## [Consigne de travail 1]
Répondez aux questions suivantes d'après le passage d'exercice.
(a) Qui signe la mise en scène de Fin de partie évoquée dans le passage ?
(b) Sur quel type de lignes le mur de fond du décor est-il construit ?
(c) Quelle devise républicaine réécrite par Beckett le passage cite-t-il ?
## [Consigne de travail 2]
Reproduisez à l'identique les lignes à traiter, depuis la toute première jusqu'à celle qui contient "19L372 4L362 195L196", cette dernière comprise.

## [Passage d'exercice]
● ● ● ● ● ● ●

Version non expurgée des quelques mots que certains sites commerciaux ne veulent pas que l'on cite.
SAMUEL BECKETT – FIN DE
PARTIE – CHARLES BERLING
Si on respecte les didascalies de Samuel Beckett cette pièce est un piège,
un piège clairement compris comme étant un piège à cons, donc pour tous ceux
qui voudraient la comprendre. Tous les éléments signifiants, ceux qui
structurent le sens et donc qui donnent la direction sémiotique sont
systématiquement dissimulés sous une pirouette de magicien qui rend risible ce
qui devrait nous servir de guide. Et la mise en scène de Charles Berling joue
la fidélité, bien obligée de toute façon en France près des ayant-droits qui
refusent la moindre variation.
Le décor joue sur un mur de fond construit sur des lignes obliques. Ça
c’est de la créativité et de la liberté. Mais Beckett a effacé une fois pour
toute la liberté dans sa devise républicaine réécrite : « Égalité,
essuyer et remettre ». Mais alors que reste-t-il dans cette nouvelle mise
en scène, dans toute nouvelle mise en scène ?

● ● ● ● ● ● ●

## [Lignes à traiter]
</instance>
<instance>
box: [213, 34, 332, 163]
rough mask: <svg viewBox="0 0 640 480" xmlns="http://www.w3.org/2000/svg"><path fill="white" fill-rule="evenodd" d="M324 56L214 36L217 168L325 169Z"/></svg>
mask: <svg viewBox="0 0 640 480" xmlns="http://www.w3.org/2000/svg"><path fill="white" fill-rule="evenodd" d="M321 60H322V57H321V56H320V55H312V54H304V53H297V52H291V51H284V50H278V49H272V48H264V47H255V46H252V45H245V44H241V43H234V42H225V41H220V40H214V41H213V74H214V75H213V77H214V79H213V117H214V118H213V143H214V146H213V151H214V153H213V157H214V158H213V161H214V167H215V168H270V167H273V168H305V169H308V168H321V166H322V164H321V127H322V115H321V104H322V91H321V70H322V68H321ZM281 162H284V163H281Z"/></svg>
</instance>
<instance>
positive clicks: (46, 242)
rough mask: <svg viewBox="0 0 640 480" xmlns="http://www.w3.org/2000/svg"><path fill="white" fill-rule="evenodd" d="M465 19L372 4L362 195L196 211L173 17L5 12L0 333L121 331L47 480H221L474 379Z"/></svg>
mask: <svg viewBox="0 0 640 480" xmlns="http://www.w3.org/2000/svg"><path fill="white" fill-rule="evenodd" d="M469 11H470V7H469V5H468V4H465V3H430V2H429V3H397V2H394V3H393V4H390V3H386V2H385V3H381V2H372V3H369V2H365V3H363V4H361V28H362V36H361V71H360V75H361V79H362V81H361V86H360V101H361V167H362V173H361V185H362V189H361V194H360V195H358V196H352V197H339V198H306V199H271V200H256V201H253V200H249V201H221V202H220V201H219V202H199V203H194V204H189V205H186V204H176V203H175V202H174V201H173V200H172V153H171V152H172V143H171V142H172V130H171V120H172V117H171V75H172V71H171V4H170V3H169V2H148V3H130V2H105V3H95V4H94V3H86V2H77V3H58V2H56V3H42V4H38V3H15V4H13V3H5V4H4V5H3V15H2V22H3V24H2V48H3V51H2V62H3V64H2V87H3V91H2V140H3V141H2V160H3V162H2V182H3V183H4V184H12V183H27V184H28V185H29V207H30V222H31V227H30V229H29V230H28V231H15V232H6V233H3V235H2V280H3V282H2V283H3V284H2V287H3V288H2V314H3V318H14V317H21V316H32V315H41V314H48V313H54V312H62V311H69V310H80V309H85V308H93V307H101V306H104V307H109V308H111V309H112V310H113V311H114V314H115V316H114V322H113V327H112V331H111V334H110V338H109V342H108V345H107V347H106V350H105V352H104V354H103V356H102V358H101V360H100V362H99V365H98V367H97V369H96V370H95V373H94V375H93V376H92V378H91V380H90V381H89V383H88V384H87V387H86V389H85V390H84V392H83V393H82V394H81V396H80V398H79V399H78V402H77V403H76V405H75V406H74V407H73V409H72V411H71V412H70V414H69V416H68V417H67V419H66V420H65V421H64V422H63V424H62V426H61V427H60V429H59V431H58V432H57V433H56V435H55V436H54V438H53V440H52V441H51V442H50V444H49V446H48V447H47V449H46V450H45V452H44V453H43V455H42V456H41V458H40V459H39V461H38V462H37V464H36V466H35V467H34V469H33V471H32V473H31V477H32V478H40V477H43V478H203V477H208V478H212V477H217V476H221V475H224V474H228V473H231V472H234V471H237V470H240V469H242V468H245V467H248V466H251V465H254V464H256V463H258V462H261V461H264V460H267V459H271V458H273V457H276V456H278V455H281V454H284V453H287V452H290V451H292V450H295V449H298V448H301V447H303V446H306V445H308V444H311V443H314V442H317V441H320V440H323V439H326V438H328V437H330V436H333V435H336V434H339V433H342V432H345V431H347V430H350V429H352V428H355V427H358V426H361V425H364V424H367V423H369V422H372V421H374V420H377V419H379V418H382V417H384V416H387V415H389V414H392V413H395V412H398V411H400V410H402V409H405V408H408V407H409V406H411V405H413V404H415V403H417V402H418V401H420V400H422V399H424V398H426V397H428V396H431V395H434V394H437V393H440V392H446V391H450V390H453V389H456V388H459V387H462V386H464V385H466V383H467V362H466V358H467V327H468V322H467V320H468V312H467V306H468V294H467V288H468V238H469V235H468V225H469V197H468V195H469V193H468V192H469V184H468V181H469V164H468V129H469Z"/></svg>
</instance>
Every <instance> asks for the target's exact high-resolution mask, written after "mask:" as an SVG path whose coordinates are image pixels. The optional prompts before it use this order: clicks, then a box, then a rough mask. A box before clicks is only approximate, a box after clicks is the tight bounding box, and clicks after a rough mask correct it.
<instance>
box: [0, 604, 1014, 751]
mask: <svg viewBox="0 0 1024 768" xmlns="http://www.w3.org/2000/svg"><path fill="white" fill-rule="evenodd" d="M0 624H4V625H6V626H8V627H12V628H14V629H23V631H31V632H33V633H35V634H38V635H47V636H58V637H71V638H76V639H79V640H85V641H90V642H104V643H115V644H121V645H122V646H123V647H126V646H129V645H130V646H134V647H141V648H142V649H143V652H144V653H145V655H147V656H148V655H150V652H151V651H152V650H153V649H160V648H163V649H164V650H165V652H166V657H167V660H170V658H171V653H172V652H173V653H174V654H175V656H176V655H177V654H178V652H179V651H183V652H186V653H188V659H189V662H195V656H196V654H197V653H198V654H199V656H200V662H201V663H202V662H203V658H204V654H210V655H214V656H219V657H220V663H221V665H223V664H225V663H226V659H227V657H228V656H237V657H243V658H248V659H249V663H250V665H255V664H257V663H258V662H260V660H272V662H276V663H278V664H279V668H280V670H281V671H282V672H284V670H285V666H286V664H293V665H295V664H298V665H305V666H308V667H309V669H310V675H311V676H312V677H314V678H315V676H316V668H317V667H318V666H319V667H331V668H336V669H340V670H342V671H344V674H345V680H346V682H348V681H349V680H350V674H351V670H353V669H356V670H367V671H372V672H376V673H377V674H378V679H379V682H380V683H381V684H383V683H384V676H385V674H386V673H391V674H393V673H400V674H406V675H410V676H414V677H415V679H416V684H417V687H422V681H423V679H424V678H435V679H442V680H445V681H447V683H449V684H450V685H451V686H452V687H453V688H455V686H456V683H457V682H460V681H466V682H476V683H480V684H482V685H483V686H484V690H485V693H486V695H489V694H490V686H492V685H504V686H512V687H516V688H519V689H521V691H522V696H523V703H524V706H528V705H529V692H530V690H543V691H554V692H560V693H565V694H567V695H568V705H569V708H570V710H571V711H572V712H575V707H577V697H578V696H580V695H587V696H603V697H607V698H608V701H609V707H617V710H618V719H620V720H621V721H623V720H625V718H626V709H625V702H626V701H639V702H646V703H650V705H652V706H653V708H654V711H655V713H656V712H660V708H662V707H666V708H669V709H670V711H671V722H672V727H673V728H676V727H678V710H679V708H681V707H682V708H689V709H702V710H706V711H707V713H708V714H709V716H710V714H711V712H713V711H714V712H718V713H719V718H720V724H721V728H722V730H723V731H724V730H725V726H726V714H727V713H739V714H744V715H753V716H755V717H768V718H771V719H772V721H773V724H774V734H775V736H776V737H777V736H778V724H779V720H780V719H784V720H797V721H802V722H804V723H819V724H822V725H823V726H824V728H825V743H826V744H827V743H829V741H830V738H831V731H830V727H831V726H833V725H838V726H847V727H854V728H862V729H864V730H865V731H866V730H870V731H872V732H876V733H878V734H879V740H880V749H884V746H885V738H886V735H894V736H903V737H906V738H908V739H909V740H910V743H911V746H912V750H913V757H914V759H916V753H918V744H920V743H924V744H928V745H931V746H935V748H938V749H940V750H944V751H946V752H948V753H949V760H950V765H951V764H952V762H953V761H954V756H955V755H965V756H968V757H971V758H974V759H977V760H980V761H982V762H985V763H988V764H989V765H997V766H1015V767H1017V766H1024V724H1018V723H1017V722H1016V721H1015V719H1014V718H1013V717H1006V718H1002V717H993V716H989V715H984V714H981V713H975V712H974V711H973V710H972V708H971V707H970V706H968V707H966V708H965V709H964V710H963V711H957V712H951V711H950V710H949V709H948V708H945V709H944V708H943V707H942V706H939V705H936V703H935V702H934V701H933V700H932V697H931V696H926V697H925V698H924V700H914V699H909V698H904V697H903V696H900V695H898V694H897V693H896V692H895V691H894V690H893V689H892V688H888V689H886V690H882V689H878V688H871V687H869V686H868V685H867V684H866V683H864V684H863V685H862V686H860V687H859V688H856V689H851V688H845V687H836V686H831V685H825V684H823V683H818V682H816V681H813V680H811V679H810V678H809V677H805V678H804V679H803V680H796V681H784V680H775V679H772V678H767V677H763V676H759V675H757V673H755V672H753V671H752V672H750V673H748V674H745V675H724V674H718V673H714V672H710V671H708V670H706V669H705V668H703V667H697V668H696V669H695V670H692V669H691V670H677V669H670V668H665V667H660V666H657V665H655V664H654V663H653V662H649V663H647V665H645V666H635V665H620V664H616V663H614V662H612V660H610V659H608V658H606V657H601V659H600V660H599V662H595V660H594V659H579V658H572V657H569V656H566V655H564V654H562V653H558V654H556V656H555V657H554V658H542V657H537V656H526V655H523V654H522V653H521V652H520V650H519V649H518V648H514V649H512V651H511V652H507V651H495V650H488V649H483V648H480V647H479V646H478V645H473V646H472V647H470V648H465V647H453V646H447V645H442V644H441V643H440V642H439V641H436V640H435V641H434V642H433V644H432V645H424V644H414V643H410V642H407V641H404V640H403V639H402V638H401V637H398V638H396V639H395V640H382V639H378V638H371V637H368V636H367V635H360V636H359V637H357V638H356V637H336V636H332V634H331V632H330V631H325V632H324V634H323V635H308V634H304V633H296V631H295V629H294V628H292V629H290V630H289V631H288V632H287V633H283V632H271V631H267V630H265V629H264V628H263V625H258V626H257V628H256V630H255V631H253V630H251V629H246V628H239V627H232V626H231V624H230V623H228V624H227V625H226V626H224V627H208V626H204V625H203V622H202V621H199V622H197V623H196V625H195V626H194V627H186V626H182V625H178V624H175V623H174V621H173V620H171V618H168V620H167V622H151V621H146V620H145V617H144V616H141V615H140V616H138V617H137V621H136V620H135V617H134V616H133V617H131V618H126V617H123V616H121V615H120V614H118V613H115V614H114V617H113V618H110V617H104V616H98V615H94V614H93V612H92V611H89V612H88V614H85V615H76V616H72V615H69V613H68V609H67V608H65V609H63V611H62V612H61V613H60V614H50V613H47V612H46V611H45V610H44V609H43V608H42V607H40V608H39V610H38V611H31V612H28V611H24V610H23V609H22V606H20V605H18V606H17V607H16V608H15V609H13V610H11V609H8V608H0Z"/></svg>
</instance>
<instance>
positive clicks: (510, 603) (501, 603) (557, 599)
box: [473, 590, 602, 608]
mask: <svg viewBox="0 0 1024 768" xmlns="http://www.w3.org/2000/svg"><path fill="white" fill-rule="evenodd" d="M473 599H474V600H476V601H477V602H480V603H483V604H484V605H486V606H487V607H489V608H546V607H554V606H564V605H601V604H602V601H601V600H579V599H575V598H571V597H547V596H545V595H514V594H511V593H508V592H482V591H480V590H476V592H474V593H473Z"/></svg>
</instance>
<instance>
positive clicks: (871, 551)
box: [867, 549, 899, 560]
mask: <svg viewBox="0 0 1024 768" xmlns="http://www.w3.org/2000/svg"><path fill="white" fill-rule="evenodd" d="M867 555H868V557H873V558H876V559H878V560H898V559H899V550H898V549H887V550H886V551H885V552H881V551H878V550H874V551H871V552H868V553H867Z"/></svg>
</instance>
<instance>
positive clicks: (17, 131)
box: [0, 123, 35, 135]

● ● ● ● ● ● ●

## [Résultat 1]
(a) Charles Berling.
(b) Sur des lignes obliques.
(c) « Égalité, essuyer et remettre ».

## [Résultat 2]
</instance>
<instance>
box: [213, 34, 332, 163]
rough mask: <svg viewBox="0 0 640 480" xmlns="http://www.w3.org/2000/svg"><path fill="white" fill-rule="evenodd" d="M324 56L214 36L217 168L325 169Z"/></svg>
mask: <svg viewBox="0 0 640 480" xmlns="http://www.w3.org/2000/svg"><path fill="white" fill-rule="evenodd" d="M321 60H322V57H321V56H320V55H312V54H304V53H297V52H291V51H284V50H278V49H272V48H264V47H255V46H252V45H245V44H241V43H234V42H225V41H220V40H214V41H213V74H214V75H213V77H214V79H213V117H214V118H213V143H214V146H213V151H214V153H213V157H214V158H213V161H214V167H215V168H270V167H273V168H305V169H308V168H321V166H322V164H321V127H322V115H321V104H322V91H321V70H322V68H321ZM281 162H284V163H281Z"/></svg>
</instance>
<instance>
positive clicks: (46, 242)
rough mask: <svg viewBox="0 0 640 480" xmlns="http://www.w3.org/2000/svg"><path fill="white" fill-rule="evenodd" d="M465 19L372 4L362 195L196 211L173 17L5 12L0 333L121 331L47 480H221L474 379Z"/></svg>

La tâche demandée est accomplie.